- Text:
________

Data Science - Where Aggregations Taint Insights

Learn Data Science
Teradata Employee

I intended this blog post for readers who are transitioning from a BI background to the Data Science world. I was googling on this topic earlier before started writing this blog and it was great to see that more folks have started discussing this. This blog is my spin with more examples.

I love BI - having created tons of reports using MSTR, SSRS, Business Objects for the companies I worked before (including Aster Data). Was able to add value with  the business benefiting enormously from reporting trends, KPI etc.,  - until I found a few years ago on what I was missing.

Hindsight - Reporting is *VERY DIFFERENT* from Insights - Period. We've just transitioned from What to Why with Data Science help over the last few years - How still remains in play. It's a big paradigm shift.

One doesn't have to go find exotic examples of proving this. Let's look at the web clickstream data. With technologies like Teradata Aster you can sessionize billions of rows of apache logs really quickly. See video on what Sessionize does if you are not familiar with the concept:

For the impatient, Sessionize breaks a web clickstream into visits with ids. A visit id gets assigned to a bunch of sequential page view data that happens in close proximity to each other without a big pause between consecutive page views. If a next page view occurs after a big timeout after the last page view, it gets assigned a new visit or session id.

Sessionized data is super useful to understand the user 'intent' behind a burst of activity that occurs in close proximity on the web site. You can use sessionized data to look at things like session or visit duration, page dwell time, sequence of page views to determine intent etc., and even score for intent. You can create all kinds of BI reports around the sessionized data using standard aggregations like Averages, Counts, Count Distincts, Cubify with multiple dimensions (aka segmentation) etc., Slap the measures on a Tableau, Microstrategy Dashboard right ?

Average Session or Visit Duration:

Let's look at Average Session Duration metric. Let's say we measure it as 2.5 min for a whole week of usage by using the AVERAGE() function. If we report this as a KPI in a slide, the first automatic inference the business would get is that 2.5 min is most "central" measure and most session durations are somehow spread evenly around this number (more or less).

Here's the actual distribution of the Session Duration from some sample web logs. Basically a plot of session duration (min) vs # of sessions for each minute bucket.

________

Rows from a box-labeling dataset
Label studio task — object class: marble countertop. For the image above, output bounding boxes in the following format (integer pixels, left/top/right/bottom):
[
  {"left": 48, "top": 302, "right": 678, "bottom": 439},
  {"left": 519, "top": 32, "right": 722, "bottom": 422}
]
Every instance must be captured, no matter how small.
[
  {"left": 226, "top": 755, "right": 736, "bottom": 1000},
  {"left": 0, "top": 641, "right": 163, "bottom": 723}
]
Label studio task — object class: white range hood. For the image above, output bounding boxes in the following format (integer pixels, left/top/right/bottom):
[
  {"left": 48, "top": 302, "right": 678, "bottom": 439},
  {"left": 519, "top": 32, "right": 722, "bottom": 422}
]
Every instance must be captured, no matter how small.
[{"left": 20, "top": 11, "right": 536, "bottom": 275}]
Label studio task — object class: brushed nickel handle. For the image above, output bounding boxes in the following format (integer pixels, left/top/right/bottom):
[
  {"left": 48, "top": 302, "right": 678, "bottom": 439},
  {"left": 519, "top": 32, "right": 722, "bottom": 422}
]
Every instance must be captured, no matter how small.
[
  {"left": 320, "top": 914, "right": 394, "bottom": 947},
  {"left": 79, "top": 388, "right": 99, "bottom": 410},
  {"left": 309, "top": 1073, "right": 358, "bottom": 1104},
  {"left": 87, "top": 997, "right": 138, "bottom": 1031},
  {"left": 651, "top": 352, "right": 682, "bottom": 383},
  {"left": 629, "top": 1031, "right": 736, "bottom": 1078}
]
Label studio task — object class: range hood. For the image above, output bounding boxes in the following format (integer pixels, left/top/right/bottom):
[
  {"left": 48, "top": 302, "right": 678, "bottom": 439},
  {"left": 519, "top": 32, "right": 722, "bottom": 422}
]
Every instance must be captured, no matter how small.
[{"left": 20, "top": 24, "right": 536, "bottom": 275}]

________

- To-do list:
- a) Decide whether each statement below agrees with the blog post above: (i) the post is meant for readers moving from a BI background into data science; (ii) a new session id is assigned when the next page view comes soon after the last one; (iii) the example average session duration was measured over a single day. Answer yes or no for each, and quote the words from the blog post that settle it.
- b) Extract from the blog post above the stretch from "Hindsight - Reporting" through "or session id.".

- Final results:
- a)
(i) Yes: "I intended this blog post for readers who are transitioning from a BI background to the Data Science world."
(ii) No: "If a next page view occurs after a big timeout after the last page view, it gets assigned a new visit or session id."
(iii) No: "Let's say we measure it as 2.5 min for a whole week of usage by using the AVERAGE() function."

- b)
Hindsight - Reporting is *VERY DIFFERENT* from Insights - Period. We've just transitioned from What to Why with Data Science help over the last few years - How still remains in play. It's a big paradigm shift.

One doesn't have to go find exotic examples of proving this. Let's look at the web clickstream data. With technologies like Teradata Aster you can sessionize billions of rows of apache logs really quickly. See video on what Sessionize does if you are not familiar with the concept:

For the impatient, Sessionize breaks a web clickstream into visits with ids. A visit id gets assigned to a bunch of sequential page view data that happens in close proximity to each other without a big pause between consecutive page views. If a next page view occurs after a big timeout after the last page view, it gets assigned a new visit or session id.